#### Trecho selecionado
^^^^^^^^^^^^^^^^

Por uma questão de justiça, não poderá um àbíkú que foi “gerado” por uma família, nascer em outra, pois, quem sofre realmente são os pais, porque a dor interna é maior que a dor física.
Entre os Yorùbá, os àbíkú recebem no seu nascimento, nomes específicos, sendo alguns deles acompanhados de saudações tradicionais. Esses nomes costumam aconselhar ou suplicar aos àbíkú que permaneçam no Àyié. Vejamos alguns exemplos:

• Aiyédùn – A vida é doce.
• Aiyélagbe – Nós ficamos no mundo.
• Akúji – O que está morto, desperta.
• Bánjókó – Senta-te comigo.
• Dúrójaiyé – Fica para gozar a vida.
• Dúróoríìke – Fica. Tu serás mimada.
• Èbèlokú – Suplica para que fique.
• Ilètán – A terra acabou (não há mais terra para enterrá-lo).
• Kòjékú – Não consita em morrer.
• Kòkúmó – Não morra mais.
• Kúmápáyìí – A morte não leva este daqui.
• Omotúndé – A criança voltou.
• Tìjúikú – Envergonhado da morte (não deixa a morte te matar).
• Dúrósnmí – Fica, para me enterrar.
• Dúrósomo – Fica, para fazer filhos.
• Kòsókó – Não há enxada (para cavar o túmulo).
• Malomó – Não te vás mais.

^^^^^^^^^^^^^^^^

#### O que fazer
1) Indique se cada afirmação abaixo está de acordo com o trecho sobre os àbíkú, respondendo sim ou não e citando as palavras do trecho que decidem a questão.
(a) Os nomes dados aos àbíkú costumam pedir que eles permaneçam no Àyié.
(b) O nome Omotúndé significa "A vida é doce".
(c) Um àbíkú gerado por uma família pode nascer em outra.
2) Continue o trecho sobre os àbíkú logo após o último nome da lista.

[Dados de origem]

^^^^^^^^^^^^^^^^

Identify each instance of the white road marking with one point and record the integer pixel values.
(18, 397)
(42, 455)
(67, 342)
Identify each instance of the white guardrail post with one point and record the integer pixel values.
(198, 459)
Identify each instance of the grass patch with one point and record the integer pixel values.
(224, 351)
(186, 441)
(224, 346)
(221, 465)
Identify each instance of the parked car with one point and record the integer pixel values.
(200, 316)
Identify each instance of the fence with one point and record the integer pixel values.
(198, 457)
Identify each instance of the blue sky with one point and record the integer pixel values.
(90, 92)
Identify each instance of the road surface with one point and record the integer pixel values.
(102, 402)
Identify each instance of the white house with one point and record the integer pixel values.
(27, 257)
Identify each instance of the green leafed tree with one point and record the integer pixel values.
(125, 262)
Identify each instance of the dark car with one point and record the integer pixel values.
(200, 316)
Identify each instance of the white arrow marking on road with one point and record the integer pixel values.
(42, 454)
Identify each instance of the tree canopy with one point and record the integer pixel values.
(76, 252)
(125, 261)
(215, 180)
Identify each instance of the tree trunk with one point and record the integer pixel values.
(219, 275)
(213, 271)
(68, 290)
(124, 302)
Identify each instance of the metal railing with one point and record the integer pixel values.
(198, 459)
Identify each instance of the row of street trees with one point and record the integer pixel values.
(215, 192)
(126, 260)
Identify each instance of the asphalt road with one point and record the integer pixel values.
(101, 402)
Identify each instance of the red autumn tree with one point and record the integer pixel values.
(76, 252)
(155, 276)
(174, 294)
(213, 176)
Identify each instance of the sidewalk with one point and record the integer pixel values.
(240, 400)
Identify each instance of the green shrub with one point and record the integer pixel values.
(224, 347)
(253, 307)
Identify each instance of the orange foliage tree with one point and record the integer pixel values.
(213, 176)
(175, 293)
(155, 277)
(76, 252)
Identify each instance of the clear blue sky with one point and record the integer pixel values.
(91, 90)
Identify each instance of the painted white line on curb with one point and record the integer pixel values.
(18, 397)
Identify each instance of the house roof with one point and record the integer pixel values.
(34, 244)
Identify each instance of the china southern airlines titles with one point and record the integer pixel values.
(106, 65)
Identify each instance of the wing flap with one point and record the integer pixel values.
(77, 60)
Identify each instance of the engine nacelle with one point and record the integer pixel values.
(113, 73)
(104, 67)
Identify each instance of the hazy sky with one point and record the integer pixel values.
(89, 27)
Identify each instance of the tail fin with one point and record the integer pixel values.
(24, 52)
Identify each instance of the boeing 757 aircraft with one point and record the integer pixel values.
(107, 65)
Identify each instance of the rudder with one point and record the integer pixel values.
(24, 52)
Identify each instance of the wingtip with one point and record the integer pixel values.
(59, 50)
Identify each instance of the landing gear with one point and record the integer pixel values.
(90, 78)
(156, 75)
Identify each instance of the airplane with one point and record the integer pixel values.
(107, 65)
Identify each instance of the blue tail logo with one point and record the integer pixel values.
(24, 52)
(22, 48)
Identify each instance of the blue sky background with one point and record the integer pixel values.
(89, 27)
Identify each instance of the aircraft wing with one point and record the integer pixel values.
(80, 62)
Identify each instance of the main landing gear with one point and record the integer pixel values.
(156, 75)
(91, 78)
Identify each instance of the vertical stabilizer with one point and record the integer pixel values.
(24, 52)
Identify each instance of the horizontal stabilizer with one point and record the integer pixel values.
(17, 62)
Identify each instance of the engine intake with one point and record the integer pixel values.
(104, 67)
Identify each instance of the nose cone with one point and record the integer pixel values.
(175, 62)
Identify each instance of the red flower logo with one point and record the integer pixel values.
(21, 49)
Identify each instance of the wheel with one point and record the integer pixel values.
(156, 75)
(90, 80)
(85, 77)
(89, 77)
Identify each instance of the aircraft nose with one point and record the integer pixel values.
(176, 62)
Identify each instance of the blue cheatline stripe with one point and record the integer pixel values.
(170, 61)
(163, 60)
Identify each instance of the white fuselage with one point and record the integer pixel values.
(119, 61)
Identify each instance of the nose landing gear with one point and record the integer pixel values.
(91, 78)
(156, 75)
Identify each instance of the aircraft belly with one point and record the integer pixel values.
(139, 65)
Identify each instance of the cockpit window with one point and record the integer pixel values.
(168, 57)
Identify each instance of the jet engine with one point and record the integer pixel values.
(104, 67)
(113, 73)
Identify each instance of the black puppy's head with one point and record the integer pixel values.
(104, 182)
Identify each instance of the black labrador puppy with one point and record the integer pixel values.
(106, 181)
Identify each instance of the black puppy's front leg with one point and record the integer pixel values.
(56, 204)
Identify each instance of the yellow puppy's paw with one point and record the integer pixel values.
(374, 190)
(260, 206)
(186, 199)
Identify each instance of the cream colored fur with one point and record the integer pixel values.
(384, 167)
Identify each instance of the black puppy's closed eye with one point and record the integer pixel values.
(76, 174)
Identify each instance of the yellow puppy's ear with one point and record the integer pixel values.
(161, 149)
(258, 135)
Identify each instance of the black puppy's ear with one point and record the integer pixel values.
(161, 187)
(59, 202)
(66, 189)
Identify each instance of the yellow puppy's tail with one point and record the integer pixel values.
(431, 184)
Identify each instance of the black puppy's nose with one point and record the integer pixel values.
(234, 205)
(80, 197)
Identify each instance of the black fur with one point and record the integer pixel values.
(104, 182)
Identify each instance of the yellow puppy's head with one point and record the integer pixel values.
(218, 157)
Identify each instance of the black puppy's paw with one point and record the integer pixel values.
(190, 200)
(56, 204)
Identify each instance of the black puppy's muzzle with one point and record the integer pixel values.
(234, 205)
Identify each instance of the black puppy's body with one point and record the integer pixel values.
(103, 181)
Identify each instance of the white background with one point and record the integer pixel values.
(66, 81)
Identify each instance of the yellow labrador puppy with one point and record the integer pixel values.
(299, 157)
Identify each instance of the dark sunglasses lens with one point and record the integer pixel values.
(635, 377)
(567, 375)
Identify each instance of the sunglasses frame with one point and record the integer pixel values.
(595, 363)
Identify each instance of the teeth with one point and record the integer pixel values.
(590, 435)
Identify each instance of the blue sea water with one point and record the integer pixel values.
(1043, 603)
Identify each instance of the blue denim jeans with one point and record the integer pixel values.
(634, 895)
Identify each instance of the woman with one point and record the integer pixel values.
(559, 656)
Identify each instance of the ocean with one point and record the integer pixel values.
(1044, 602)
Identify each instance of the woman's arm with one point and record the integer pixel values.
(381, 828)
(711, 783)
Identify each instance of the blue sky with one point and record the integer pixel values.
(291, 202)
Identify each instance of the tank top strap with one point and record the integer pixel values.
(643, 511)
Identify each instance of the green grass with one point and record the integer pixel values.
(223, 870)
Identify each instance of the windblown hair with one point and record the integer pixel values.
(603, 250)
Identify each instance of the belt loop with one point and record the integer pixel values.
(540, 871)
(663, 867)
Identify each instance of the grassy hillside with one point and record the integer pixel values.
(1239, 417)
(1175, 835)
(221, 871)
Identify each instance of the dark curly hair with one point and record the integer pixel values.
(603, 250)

^^^^^^^^^^^^^^^^

#### Respostas das tarefas
1)
(a) Sim: "Esses nomes costumam aconselhar ou suplicar aos àbíkú que permaneçam no Àyié."
(b) Não: "Omotúndé – A criança voltou."
(c) Não: "não poderá um àbíkú que foi “gerado” por uma família, nascer em outra"

2)
Os emèrès apresentam algumas características específicas: costumam dormir de olhos abertos, falam sozinhos, não sentem falta de amigos e não aceitam repressão. Se alguém fizer mal a um Àbíkú, esse mal retorna para a pessoa que fez. Costumam ter controle da própria vida, pressentindo tudo que se passa com eles. Controlam sua fome, seu sono, sua alegria e são capazes de simular e curar uma doença. Às vezes, ficam doentes para castigar a família. Possuem um círculo de amizades muito restrito se for uma pessoa iniciada, pode chegar à idade adulta muito bem preparada para a vida.

A sociedade dos àbíkú é chamada de Egbé Òrún dos àbíkú e seu protetor é Aragbo, cuja função é a criança no Àyié. Com esse culto mantêm os àbíkú no Àyié. Durante a sua geração dá-se início a pactos que impedem a sua morte. Reconhecendo-se esse fato, fazem-se os procedimentos para mantê-lo vivo. O culto é à sociedade, que controla a vida do àbíkú e esse pacto é quebrado, por meio de ebó, para liberar a criança. Nos rituais onde se agrada Aragbo, com determinadas comidas, todos comem, divindindo àṣẹ̀, distribuindo energia positiva. As oferendas funcionam como ritual de troca para manter o àbíkú no Àyié. Quando a morte do àbíkú não é afastada, os membros da sociedade vêm buscá-lo.
Verger ³₆ relata uma cerimônia feita para Àbíkú, em conjunto com Ìbejì, pela tanyinnon ³₇ encarregada do culto aos deuses protetores de uma família tradicional do bairro Houéta, em Porto Novo no Benin.
Em um canto da peça principal, oito estatuetas de madeira com 20 centímetros de altura eram colocadas sobre uma banqueta de barro. Todos vestidos de panos da mesma qualidade, mostrando pela uniformidade de suas vestimentas, pertencer a mesma sociedade (Egbé). Seis destas estatuetas representam ábíkús e as outras duas ibeji. As oferendas consistiam de:

• Oká (pasta de inhame).
• Obèlá (espécie de caruru).
• Èkuru (feijão moído e cozido nas folhas).
• Eran dindi, eja dindin (carne e peixes fritos).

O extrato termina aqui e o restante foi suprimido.